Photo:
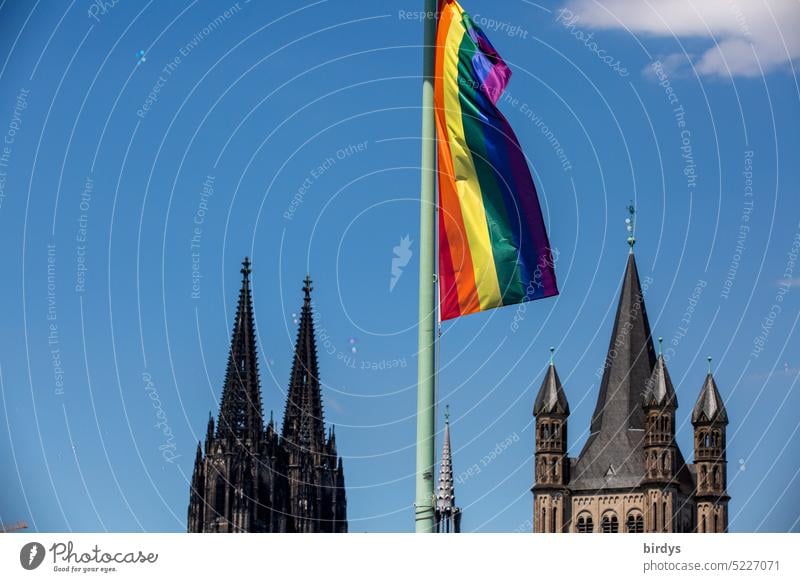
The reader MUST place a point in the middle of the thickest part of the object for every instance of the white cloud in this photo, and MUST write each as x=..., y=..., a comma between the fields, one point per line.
x=745, y=36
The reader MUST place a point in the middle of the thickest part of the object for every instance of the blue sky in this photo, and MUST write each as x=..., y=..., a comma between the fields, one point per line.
x=289, y=132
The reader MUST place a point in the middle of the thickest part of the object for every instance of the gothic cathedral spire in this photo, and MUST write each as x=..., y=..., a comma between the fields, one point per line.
x=447, y=516
x=303, y=423
x=240, y=414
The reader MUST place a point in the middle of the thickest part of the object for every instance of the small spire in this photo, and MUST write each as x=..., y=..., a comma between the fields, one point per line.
x=630, y=223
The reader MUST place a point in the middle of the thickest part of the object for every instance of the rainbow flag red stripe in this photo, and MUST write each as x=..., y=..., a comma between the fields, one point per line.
x=493, y=245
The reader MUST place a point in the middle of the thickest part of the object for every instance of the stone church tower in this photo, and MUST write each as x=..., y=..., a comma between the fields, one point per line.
x=246, y=477
x=631, y=475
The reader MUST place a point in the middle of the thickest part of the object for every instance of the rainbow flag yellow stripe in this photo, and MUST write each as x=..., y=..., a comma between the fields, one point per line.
x=493, y=245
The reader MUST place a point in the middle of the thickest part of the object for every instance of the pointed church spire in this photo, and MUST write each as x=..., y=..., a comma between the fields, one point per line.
x=303, y=423
x=629, y=362
x=240, y=414
x=447, y=515
x=551, y=398
x=709, y=407
x=659, y=391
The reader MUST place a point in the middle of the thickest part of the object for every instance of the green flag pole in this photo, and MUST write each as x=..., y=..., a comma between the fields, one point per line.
x=427, y=299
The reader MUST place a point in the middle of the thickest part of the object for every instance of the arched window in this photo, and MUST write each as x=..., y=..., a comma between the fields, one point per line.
x=634, y=523
x=585, y=524
x=609, y=524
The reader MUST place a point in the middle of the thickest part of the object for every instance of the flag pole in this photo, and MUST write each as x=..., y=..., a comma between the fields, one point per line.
x=427, y=299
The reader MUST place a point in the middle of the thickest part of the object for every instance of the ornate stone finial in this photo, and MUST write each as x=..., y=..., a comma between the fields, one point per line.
x=630, y=223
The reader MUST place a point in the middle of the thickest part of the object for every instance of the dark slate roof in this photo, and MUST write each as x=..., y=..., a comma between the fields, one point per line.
x=709, y=406
x=659, y=391
x=551, y=398
x=612, y=456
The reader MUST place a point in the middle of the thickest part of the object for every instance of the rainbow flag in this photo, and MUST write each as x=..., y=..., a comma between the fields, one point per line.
x=493, y=246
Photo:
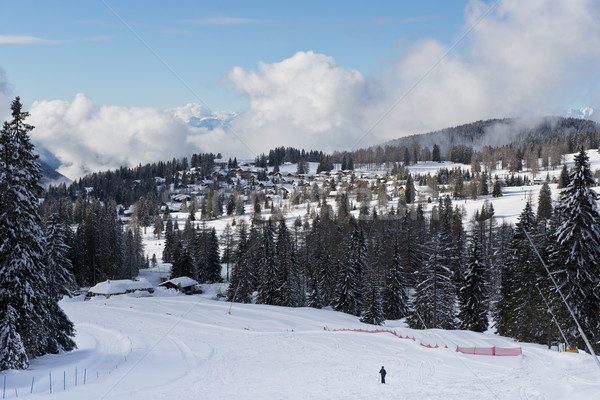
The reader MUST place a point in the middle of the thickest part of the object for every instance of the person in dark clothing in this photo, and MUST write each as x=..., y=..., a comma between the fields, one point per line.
x=382, y=373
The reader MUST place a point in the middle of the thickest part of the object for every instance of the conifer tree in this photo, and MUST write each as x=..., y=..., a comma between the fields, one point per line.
x=395, y=298
x=242, y=276
x=472, y=294
x=268, y=285
x=544, y=211
x=372, y=310
x=410, y=191
x=347, y=297
x=27, y=308
x=577, y=250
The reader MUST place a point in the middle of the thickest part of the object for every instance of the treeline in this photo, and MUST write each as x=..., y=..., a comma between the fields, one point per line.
x=126, y=185
x=101, y=247
x=469, y=144
x=458, y=277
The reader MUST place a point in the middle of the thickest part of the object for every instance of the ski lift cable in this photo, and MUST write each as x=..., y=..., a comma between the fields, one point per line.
x=552, y=314
x=583, y=335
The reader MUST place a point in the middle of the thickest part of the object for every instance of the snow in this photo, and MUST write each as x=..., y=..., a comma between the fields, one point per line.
x=120, y=286
x=182, y=282
x=190, y=347
x=172, y=346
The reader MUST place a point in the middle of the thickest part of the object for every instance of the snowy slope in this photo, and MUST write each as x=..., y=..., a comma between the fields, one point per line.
x=190, y=347
x=172, y=346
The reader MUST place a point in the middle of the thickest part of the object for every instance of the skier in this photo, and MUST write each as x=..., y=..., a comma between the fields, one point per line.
x=382, y=373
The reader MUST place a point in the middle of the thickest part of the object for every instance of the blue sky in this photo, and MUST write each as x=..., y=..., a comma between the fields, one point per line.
x=111, y=83
x=83, y=46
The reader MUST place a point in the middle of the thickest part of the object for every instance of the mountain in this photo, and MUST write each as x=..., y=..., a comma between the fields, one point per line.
x=499, y=132
x=50, y=175
x=581, y=113
x=199, y=116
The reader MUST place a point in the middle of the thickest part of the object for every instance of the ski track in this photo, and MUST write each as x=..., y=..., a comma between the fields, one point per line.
x=189, y=347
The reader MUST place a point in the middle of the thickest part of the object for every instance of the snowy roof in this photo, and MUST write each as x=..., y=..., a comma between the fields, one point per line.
x=181, y=282
x=120, y=286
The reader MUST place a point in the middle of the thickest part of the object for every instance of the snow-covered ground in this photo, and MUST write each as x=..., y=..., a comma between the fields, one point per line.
x=190, y=347
x=172, y=346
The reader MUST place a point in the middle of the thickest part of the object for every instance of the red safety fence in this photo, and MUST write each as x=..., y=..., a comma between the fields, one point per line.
x=490, y=351
x=481, y=351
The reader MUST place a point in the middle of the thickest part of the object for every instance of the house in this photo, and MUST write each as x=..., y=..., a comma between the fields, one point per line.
x=120, y=286
x=183, y=284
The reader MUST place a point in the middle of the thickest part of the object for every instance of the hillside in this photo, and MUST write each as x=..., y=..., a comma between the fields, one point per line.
x=186, y=347
x=500, y=132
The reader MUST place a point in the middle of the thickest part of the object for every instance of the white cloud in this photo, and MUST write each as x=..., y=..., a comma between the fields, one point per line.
x=87, y=138
x=304, y=101
x=523, y=59
x=520, y=60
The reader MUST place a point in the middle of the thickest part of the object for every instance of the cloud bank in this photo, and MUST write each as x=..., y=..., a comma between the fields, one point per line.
x=86, y=138
x=523, y=59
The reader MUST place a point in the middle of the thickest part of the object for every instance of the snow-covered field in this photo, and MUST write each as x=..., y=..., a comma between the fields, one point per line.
x=171, y=346
x=189, y=347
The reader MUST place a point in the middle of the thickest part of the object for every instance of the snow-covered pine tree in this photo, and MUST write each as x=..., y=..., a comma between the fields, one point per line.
x=578, y=251
x=170, y=241
x=24, y=312
x=268, y=284
x=242, y=277
x=433, y=303
x=347, y=294
x=520, y=312
x=372, y=311
x=183, y=264
x=472, y=295
x=544, y=211
x=291, y=293
x=395, y=298
x=60, y=283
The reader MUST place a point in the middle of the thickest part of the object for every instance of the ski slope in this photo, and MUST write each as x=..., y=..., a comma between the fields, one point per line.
x=189, y=347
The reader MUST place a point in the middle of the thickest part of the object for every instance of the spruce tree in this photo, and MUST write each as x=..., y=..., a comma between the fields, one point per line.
x=472, y=295
x=395, y=298
x=577, y=250
x=544, y=211
x=27, y=308
x=268, y=285
x=242, y=277
x=347, y=296
x=372, y=310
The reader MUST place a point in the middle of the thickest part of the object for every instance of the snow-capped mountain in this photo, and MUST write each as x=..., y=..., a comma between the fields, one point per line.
x=199, y=116
x=581, y=113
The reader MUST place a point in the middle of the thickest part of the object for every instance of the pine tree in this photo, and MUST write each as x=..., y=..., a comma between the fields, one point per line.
x=544, y=211
x=433, y=304
x=27, y=308
x=347, y=296
x=410, y=191
x=472, y=295
x=578, y=250
x=242, y=276
x=563, y=179
x=268, y=286
x=497, y=191
x=372, y=311
x=60, y=282
x=395, y=298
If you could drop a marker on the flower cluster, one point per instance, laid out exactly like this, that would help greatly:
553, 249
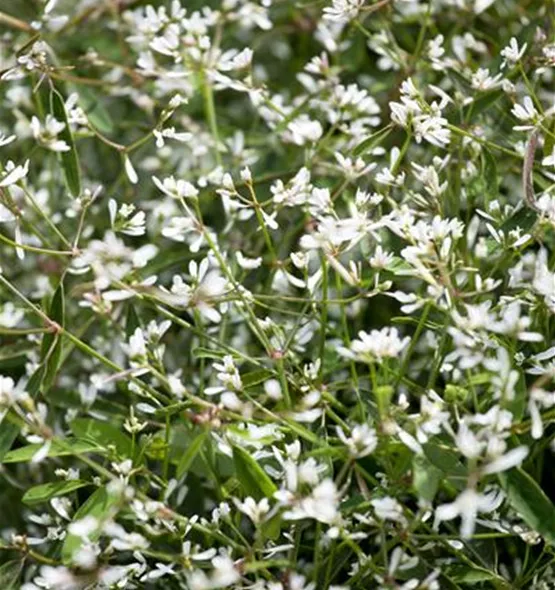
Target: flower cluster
276, 294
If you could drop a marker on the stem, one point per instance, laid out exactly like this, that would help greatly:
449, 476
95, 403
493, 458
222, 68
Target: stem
210, 110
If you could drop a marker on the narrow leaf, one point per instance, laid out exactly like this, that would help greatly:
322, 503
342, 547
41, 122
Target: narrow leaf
51, 346
44, 492
530, 502
68, 159
189, 456
98, 505
102, 433
253, 478
57, 449
9, 574
372, 141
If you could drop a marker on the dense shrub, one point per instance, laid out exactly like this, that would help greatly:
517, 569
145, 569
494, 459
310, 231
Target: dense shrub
276, 294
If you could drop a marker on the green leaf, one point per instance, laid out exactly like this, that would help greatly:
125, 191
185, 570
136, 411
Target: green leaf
465, 574
207, 353
132, 320
99, 505
549, 140
8, 434
253, 478
530, 502
58, 449
94, 109
425, 478
69, 159
8, 430
272, 528
9, 574
483, 103
51, 346
255, 377
372, 141
445, 459
44, 492
189, 455
102, 433
489, 167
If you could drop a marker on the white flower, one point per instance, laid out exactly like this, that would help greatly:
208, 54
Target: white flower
47, 134
512, 53
256, 511
467, 505
388, 509
6, 139
14, 173
377, 345
208, 285
362, 442
304, 130
526, 112
321, 504
549, 160
511, 459
343, 10
177, 189
129, 170
248, 263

AIM OF THE TASK: Wherever the string "marker" occurs in the data, copy the line that holds it.

ANSWER TO THIS TASK:
If you could drop a marker on the flower cluster, one point per instance, laid out exactly like this, that would help greatly:
If you could drop a marker on the stem, one point per instance, laid out exactly like this, that would help greatly:
If you could drop a marker on the narrow leaf, one point per instance, laid out exactly like this, that would help greatly:
If you could drop a marker on the dense shrub, one point per instance, laid out exactly like this, that would help greatly:
If you could drop a marker on the green leaf, one point per instance, laid out exactly like this, that would help greatly:
If you could drop a marker on the white flower, one point per instance, laid out exactly like this, that would help greatly:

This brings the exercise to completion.